◆ Material for this exercise:

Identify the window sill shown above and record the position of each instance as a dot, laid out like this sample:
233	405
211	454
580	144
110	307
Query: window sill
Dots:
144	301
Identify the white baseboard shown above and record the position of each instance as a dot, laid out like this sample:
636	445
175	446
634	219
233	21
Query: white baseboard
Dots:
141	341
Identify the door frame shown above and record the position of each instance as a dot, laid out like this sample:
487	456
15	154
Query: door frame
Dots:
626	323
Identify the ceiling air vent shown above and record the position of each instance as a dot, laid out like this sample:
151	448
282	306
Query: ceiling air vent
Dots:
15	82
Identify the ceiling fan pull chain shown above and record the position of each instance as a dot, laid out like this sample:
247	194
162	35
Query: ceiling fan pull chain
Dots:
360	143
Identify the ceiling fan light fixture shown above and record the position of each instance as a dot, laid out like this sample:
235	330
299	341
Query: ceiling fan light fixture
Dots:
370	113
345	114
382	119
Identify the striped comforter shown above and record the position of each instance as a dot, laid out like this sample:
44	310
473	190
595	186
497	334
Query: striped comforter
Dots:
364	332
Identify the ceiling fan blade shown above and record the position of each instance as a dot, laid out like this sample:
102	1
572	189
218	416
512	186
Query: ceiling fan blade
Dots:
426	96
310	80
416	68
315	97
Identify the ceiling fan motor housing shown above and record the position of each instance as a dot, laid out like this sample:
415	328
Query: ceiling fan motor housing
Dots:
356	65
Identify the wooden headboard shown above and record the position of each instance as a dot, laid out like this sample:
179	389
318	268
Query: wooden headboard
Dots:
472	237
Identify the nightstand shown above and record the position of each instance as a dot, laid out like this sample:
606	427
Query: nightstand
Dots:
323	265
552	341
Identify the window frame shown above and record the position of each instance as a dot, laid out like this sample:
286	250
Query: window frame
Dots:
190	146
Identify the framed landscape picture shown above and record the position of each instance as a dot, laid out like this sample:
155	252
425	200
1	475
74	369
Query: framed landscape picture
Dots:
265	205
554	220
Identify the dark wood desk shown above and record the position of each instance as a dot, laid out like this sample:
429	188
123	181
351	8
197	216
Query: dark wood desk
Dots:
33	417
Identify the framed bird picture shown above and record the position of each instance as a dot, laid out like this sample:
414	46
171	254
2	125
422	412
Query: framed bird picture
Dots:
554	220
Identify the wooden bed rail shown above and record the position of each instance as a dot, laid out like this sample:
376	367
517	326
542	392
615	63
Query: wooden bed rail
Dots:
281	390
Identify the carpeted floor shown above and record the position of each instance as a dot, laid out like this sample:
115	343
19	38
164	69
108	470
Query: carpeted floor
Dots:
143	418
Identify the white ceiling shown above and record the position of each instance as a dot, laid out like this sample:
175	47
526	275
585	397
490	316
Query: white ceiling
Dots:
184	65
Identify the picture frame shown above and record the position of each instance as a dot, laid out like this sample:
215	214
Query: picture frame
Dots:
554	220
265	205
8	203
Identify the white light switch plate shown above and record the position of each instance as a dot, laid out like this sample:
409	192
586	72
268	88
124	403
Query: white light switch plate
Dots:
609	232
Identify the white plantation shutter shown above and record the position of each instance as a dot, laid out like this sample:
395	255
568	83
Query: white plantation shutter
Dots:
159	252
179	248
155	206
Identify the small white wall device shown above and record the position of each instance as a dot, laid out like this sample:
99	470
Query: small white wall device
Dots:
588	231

◆ Required work:
If a line of the listing above contains "desk", pick it out and copy it.

◆ Solution:
Identify the dark wood desk shown above and record the position of each instance as a dot, laid out like this sample:
Query: dark wood desk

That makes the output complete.